### To do
Answer these questions using the passage on Che Guevara's writings below.
(a) Which press will publish nine more books by Guevara, and over how many months?
(b) What did the Times of London call Che's work?
(c) Which Cuban writer is best known in the English-speaking world for a biography of José Marti?

### Given passage
▼
Plus there are introductions by billionaire Brazilian filmmaker, and the director of the movie, The Motorcycle Diaries, Walter Salles and by the Cuban writer, Cintio Vitier, best known in the English speaking world for his stunning biography of José Marti.

Over the next eight months, Seven Stories Press will publish nine more books by Guevara, including Latin American Diaries, which is the sequel to The Motorcycle Diaries, Congo Diary from 1965, The Bolivian Diary from 1967, and a volume of his letters. Che fans will see that he fired far more words than bullets and that they hit more targets than they missed.

The Diaries are probably the best place for North American readers to dive into Che’s work which the Times of London described as Das Kapital meets Easy Rider and that The Washington Post described in a patronizing way as “A Latin American James Dean or Jack Kerouac.” In fact, there is no North American Che, no European or Asian Che. There is only one Che.

The main conflict or contradiction in The Motorcycle Diaries is between Che the individualist who wanted to express himself to the fullest and to experience everything that a 20th century human could experience and Che the collectivist who wanted to serve the people and the revolution. Perhaps he never fully resolved the conflict as he saw it, though he tried in Cuba, the Congo, Bolivia and globally on the stage of history.
▲
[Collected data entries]
▼
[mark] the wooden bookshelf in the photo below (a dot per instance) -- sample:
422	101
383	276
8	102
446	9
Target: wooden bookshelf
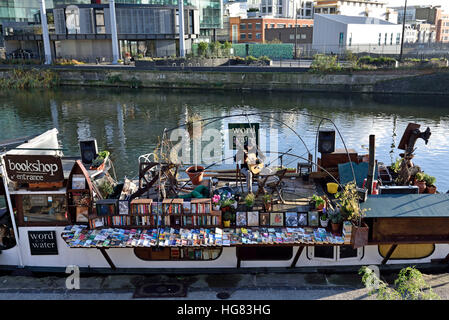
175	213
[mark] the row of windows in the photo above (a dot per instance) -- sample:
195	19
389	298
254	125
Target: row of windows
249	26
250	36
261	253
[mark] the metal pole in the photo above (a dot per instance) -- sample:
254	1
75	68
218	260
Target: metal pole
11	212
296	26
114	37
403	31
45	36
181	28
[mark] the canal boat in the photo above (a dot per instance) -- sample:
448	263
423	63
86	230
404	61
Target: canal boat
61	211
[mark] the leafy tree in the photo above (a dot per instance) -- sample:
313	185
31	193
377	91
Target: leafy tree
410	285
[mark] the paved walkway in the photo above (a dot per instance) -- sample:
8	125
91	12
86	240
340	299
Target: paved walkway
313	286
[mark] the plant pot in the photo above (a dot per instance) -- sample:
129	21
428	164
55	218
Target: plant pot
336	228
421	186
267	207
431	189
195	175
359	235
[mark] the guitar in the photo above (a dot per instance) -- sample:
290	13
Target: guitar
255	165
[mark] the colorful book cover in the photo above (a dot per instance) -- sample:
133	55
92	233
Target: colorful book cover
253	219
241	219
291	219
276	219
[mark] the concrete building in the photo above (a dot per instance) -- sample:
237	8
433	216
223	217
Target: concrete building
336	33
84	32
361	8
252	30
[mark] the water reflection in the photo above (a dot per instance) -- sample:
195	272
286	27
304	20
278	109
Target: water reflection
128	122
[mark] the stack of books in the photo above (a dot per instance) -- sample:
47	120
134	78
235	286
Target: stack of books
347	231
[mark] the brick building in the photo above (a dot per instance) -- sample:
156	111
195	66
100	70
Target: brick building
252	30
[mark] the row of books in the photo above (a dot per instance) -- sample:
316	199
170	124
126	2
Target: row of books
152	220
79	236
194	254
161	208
▲
▼
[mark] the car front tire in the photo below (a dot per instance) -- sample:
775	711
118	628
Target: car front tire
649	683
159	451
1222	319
▲
### Answer for the task
(a) Seven Stories Press, over the next eight months.
(b) "Das Kapital meets Easy Rider."
(c) Cintio Vitier.